| What needs to be done |
Please rewrite the listing below, starting at the line containing "of the license" and ending at the last line of the listing, with "single pin" swapped for "single marker" and nothing else changed.
-- start of Records for this task --
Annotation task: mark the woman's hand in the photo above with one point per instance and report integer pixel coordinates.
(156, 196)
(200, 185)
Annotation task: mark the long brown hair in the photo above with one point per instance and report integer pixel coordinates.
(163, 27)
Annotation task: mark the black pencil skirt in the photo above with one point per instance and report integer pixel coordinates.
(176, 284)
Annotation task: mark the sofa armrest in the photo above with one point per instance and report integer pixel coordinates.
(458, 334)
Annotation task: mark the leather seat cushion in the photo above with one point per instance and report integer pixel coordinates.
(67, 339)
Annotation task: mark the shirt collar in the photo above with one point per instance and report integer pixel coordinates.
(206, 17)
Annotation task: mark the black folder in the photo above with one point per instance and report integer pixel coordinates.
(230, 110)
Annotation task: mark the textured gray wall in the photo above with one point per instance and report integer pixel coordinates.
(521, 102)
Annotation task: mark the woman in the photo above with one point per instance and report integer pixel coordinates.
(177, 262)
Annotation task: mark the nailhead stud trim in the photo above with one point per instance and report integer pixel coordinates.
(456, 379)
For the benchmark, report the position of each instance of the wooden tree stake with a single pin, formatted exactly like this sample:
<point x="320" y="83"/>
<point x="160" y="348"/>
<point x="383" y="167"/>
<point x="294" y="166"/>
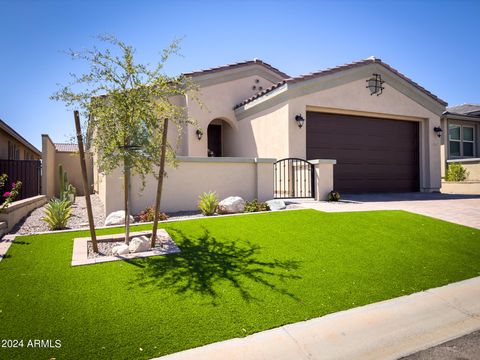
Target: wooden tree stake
<point x="161" y="171"/>
<point x="85" y="181"/>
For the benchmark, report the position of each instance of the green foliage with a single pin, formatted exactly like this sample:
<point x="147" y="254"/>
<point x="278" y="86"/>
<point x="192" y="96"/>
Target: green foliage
<point x="125" y="102"/>
<point x="333" y="196"/>
<point x="208" y="203"/>
<point x="255" y="206"/>
<point x="57" y="212"/>
<point x="456" y="172"/>
<point x="148" y="215"/>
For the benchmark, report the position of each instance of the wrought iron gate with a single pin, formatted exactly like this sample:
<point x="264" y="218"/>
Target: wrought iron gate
<point x="293" y="178"/>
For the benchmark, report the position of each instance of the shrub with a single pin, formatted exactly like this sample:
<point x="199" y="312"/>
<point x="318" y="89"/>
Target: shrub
<point x="333" y="196"/>
<point x="57" y="212"/>
<point x="456" y="172"/>
<point x="148" y="215"/>
<point x="255" y="206"/>
<point x="208" y="203"/>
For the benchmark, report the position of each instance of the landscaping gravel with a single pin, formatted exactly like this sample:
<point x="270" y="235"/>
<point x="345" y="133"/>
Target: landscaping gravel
<point x="105" y="248"/>
<point x="33" y="223"/>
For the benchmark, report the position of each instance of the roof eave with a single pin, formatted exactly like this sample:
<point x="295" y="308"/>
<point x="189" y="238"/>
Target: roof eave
<point x="9" y="130"/>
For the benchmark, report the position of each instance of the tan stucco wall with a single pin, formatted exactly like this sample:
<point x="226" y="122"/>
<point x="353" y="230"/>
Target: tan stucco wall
<point x="355" y="99"/>
<point x="71" y="164"/>
<point x="48" y="167"/>
<point x="217" y="102"/>
<point x="248" y="178"/>
<point x="5" y="138"/>
<point x="464" y="188"/>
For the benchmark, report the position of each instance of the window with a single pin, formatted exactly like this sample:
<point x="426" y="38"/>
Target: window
<point x="461" y="140"/>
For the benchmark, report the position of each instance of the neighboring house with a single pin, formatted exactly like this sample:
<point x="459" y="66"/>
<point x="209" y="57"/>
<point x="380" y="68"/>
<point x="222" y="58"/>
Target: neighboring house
<point x="20" y="161"/>
<point x="13" y="146"/>
<point x="461" y="138"/>
<point x="382" y="142"/>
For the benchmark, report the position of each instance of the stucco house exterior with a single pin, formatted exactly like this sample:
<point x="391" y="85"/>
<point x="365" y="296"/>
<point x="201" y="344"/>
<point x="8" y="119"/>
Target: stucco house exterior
<point x="14" y="146"/>
<point x="461" y="138"/>
<point x="255" y="114"/>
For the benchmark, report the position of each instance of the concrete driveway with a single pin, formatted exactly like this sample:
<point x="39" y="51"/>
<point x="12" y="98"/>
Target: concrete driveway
<point x="459" y="209"/>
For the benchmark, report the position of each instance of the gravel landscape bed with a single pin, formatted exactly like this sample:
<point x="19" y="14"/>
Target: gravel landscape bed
<point x="105" y="247"/>
<point x="33" y="223"/>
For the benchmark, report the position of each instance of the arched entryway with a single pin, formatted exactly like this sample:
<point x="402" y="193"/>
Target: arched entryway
<point x="218" y="133"/>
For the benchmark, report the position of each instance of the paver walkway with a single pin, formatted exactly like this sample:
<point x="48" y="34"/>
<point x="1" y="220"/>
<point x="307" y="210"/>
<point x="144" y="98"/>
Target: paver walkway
<point x="459" y="209"/>
<point x="385" y="330"/>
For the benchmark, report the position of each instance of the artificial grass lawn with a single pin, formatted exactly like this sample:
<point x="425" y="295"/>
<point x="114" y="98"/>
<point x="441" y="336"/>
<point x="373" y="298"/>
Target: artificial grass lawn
<point x="235" y="276"/>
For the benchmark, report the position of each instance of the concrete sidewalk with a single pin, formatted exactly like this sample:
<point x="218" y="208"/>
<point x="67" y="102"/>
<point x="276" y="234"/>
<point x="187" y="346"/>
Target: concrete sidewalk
<point x="385" y="330"/>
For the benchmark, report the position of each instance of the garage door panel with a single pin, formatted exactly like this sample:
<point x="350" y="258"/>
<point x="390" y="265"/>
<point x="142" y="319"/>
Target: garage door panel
<point x="373" y="155"/>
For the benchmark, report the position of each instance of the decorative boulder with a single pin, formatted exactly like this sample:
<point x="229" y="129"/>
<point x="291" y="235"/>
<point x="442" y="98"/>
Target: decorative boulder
<point x="139" y="244"/>
<point x="231" y="205"/>
<point x="120" y="249"/>
<point x="276" y="204"/>
<point x="117" y="218"/>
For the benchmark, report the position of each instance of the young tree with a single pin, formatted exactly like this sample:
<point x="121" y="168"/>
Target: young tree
<point x="127" y="104"/>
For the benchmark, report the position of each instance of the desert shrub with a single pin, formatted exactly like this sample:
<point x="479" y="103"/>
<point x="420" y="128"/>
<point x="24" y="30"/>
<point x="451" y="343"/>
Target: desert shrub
<point x="57" y="212"/>
<point x="208" y="203"/>
<point x="456" y="172"/>
<point x="255" y="206"/>
<point x="333" y="196"/>
<point x="148" y="215"/>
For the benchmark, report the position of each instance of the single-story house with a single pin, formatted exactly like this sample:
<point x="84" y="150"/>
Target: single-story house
<point x="364" y="127"/>
<point x="461" y="138"/>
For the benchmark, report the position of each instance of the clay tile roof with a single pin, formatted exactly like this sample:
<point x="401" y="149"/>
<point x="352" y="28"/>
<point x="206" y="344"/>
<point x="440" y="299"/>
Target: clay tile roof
<point x="336" y="69"/>
<point x="66" y="147"/>
<point x="237" y="65"/>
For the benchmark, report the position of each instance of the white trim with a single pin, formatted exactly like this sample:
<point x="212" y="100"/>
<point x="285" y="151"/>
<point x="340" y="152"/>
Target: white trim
<point x="230" y="159"/>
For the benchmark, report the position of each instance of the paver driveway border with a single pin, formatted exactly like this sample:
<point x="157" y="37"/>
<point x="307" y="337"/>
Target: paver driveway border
<point x="458" y="209"/>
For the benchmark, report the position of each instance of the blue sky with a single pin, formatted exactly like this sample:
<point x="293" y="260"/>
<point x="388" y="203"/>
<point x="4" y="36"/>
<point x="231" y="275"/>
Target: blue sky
<point x="433" y="42"/>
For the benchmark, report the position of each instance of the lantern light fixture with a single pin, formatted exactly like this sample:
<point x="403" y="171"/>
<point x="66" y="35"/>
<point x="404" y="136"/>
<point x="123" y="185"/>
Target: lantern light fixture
<point x="375" y="84"/>
<point x="300" y="120"/>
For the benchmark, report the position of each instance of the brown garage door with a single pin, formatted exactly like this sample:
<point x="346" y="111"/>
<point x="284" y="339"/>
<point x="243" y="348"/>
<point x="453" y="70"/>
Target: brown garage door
<point x="373" y="155"/>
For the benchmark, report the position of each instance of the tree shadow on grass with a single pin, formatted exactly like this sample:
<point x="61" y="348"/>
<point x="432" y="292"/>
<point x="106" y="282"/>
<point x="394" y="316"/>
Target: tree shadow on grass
<point x="204" y="263"/>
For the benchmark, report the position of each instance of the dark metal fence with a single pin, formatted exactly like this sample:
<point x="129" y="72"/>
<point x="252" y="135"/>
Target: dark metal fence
<point x="29" y="172"/>
<point x="293" y="178"/>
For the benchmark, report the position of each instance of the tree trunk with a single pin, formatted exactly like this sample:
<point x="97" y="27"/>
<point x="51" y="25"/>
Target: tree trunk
<point x="161" y="171"/>
<point x="126" y="199"/>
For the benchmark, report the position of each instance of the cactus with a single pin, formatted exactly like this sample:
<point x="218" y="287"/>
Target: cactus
<point x="65" y="188"/>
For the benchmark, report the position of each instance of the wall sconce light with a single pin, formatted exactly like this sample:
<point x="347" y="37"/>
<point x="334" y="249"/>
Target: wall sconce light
<point x="300" y="120"/>
<point x="375" y="84"/>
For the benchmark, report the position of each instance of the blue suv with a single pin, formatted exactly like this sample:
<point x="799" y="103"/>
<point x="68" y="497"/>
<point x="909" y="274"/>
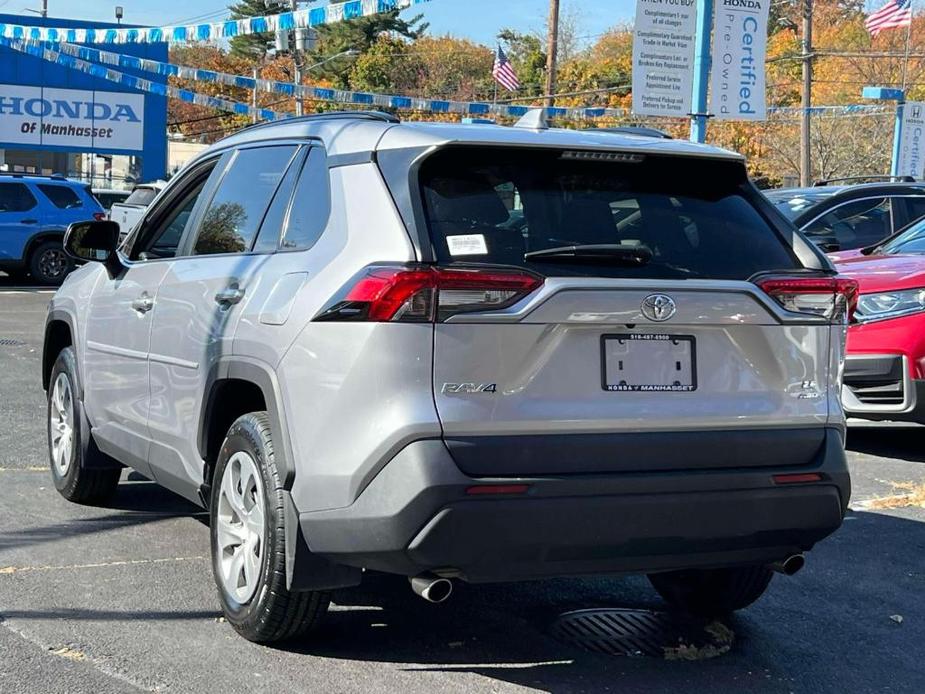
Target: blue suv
<point x="35" y="211"/>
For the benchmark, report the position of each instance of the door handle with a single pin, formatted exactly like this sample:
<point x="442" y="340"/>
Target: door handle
<point x="230" y="295"/>
<point x="143" y="303"/>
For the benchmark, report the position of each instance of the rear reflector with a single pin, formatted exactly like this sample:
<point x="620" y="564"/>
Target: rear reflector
<point x="427" y="294"/>
<point x="797" y="478"/>
<point x="834" y="298"/>
<point x="483" y="489"/>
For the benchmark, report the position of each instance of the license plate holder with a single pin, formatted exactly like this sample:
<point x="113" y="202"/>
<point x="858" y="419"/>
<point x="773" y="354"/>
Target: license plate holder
<point x="648" y="362"/>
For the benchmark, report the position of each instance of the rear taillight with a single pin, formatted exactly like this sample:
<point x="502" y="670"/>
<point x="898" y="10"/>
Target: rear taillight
<point x="427" y="294"/>
<point x="834" y="298"/>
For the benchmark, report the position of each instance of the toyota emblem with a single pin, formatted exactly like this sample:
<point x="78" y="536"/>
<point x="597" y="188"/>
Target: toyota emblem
<point x="658" y="307"/>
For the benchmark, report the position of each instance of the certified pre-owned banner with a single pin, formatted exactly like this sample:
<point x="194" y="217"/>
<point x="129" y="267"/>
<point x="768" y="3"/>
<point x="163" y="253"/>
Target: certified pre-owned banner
<point x="663" y="54"/>
<point x="737" y="83"/>
<point x="912" y="143"/>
-- end of Records for this task --
| Result below |
For the benchmark, report the position of each instance of the license plate holder with a single marker, formatted exactly like this sample:
<point x="113" y="202"/>
<point x="858" y="419"/>
<point x="773" y="354"/>
Target: license plate holder
<point x="648" y="362"/>
For the benchmark, report the position of each instance of the rear taillight with a single marker, formatted exactly like this sample:
<point x="502" y="670"/>
<point x="898" y="10"/>
Target: rear taillight
<point x="427" y="294"/>
<point x="834" y="298"/>
For the benchmark, report the position of each instance of the toyota emblem with a single marker, formatted exactly like this sample:
<point x="78" y="536"/>
<point x="597" y="188"/>
Target: toyota emblem
<point x="658" y="307"/>
For the benchmark, report the position of each instance of the certified pre-owned banner with a single marker, formatted exactly like this sample:
<point x="194" y="217"/>
<point x="129" y="267"/>
<point x="768" y="3"/>
<point x="163" y="253"/>
Target: certified pre-owned banner
<point x="663" y="54"/>
<point x="737" y="83"/>
<point x="912" y="143"/>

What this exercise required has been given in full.